## Zu bearbeitende Aufgabe
Stelle das gesamte folgende Material als JSON-Liste von Zeichenketten dar, mit einem Eintrag für jede Zeile. Leerzeilen werden dabei ausgelassen.

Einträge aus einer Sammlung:
▬▬▬
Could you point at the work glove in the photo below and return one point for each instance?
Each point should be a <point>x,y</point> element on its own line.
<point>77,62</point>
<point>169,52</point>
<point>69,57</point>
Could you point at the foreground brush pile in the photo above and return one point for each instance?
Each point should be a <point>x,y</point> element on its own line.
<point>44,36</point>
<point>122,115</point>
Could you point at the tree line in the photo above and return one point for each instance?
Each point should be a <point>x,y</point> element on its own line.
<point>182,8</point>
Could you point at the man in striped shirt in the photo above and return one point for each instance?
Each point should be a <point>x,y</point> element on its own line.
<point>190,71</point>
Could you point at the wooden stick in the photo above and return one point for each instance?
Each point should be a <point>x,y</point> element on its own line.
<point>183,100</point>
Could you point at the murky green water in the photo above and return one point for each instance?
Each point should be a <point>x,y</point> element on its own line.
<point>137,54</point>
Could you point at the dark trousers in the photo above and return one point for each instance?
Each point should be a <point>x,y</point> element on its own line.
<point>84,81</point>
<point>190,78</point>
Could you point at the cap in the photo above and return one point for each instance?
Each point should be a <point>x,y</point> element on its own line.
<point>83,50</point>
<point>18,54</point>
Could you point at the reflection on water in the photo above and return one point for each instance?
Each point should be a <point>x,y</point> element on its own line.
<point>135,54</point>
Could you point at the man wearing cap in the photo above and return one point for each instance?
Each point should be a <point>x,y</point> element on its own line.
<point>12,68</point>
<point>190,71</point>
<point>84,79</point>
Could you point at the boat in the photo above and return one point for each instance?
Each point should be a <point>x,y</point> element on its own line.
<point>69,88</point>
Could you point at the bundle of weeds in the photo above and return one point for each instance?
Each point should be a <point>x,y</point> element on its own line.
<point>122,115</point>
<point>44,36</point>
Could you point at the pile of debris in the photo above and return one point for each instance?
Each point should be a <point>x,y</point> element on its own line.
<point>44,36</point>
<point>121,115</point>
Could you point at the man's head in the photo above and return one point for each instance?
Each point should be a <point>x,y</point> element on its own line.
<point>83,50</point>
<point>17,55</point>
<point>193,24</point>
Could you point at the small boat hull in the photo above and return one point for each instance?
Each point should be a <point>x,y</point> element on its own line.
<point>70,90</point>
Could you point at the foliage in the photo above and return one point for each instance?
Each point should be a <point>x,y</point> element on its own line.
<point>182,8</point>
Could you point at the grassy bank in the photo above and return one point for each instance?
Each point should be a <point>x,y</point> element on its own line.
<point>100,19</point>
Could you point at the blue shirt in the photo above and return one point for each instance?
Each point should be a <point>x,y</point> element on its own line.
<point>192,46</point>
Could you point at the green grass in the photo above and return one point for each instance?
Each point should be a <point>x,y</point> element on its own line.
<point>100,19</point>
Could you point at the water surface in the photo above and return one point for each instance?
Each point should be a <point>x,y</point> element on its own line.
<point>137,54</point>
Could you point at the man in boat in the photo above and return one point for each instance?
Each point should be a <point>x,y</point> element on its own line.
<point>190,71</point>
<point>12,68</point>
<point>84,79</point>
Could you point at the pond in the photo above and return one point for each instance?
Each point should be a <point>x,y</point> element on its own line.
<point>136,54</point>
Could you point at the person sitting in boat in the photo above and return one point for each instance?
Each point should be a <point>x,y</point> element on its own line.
▬▬▬
## Gelöste Aufgabe
[
  "Could you point at the work glove in the photo below and return one point for each instance?",
  "Each point should be a <point>x,y</point> element on its own line.",
  "<point>77,62</point>",
  "<point>169,52</point>",
  "<point>69,57</point>",
  "Could you point at the foreground brush pile in the photo above and return one point for each instance?",
  "Each point should be a <point>x,y</point> element on its own line.",
  "<point>44,36</point>",
  "<point>122,115</point>",
  "Could you point at the tree line in the photo above and return one point for each instance?",
  "Each point should be a <point>x,y</point> element on its own line.",
  "<point>182,8</point>",
  "Could you point at the man in striped shirt in the photo above and return one point for each instance?",
  "Each point should be a <point>x,y</point> element on its own line.",
  "<point>190,71</point>",
  "Could you point at the wooden stick in the photo above and return one point for each instance?",
  "Each point should be a <point>x,y</point> element on its own line.",
  "<point>183,100</point>",
  "Could you point at the murky green water in the photo above and return one point for each instance?",
  "Each point should be a <point>x,y</point> element on its own line.",
  "<point>137,54</point>",
  "Could you point at the dark trousers in the photo above and return one point for each instance?",
  "Each point should be a <point>x,y</point> element on its own line.",
  "<point>84,81</point>",
  "<point>190,78</point>",
  "Could you point at the cap in the photo above and return one point for each instance?",
  "Each point should be a <point>x,y</point> element on its own line.",
  "<point>83,50</point>",
  "<point>18,54</point>",
  "Could you point at the reflection on water in the photo above and return one point for each instance?",
  "Each point should be a <point>x,y</point> element on its own line.",
  "<point>135,54</point>",
  "Could you point at the man wearing cap in the photo above and return one point for each instance?",
  "Each point should be a <point>x,y</point> element on its own line.",
  "<point>12,68</point>",
  "<point>190,71</point>",
  "<point>84,79</point>",
  "Could you point at the boat in the photo above and return one point for each instance?",
  "Each point should be a <point>x,y</point> element on its own line.",
  "<point>69,88</point>",
  "Could you point at the bundle of weeds in the photo above and return one point for each instance?",
  "Each point should be a <point>x,y</point> element on its own line.",
  "<point>122,115</point>",
  "<point>44,36</point>",
  "Could you point at the pile of debris in the photo above and return one point for each instance?",
  "Each point should be a <point>x,y</point> element on its own line.",
  "<point>44,36</point>",
  "<point>121,115</point>",
  "Could you point at the man's head in the photo above and return one point for each instance?",
  "Each point should be a <point>x,y</point> element on its own line.",
  "<point>83,50</point>",
  "<point>17,55</point>",
  "<point>193,24</point>",
  "Could you point at the small boat hull in the photo above and return one point for each instance?",
  "Each point should be a <point>x,y</point> element on its own line.",
  "<point>70,90</point>",
  "Could you point at the foliage in the photo above and return one point for each instance?",
  "Each point should be a <point>x,y</point> element on its own line.",
  "<point>182,8</point>",
  "Could you point at the grassy bank in the photo above and return one point for each instance?",
  "Each point should be a <point>x,y</point> element on its own line.",
  "<point>100,19</point>",
  "Could you point at the blue shirt in the photo above and return one point for each instance?",
  "Each point should be a <point>x,y</point> element on its own line.",
  "<point>192,46</point>",
  "Could you point at the green grass in the photo above and return one point for each instance?",
  "Each point should be a <point>x,y</point> element on its own line.",
  "<point>100,19</point>",
  "Could you point at the water surface in the photo above and return one point for each instance?",
  "Each point should be a <point>x,y</point> element on its own line.",
  "<point>137,54</point>",
  "Could you point at the man in boat in the photo above and return one point for each instance?",
  "Each point should be a <point>x,y</point> element on its own line.",
  "<point>190,71</point>",
  "<point>12,68</point>",
  "<point>84,79</point>",
  "Could you point at the pond in the photo above and return one point for each instance?",
  "Each point should be a <point>x,y</point> element on its own line.",
  "<point>136,54</point>",
  "Could you point at the person sitting in boat in the photo above and return one point for each instance?",
  "Each point should be a <point>x,y</point> element on its own line."
]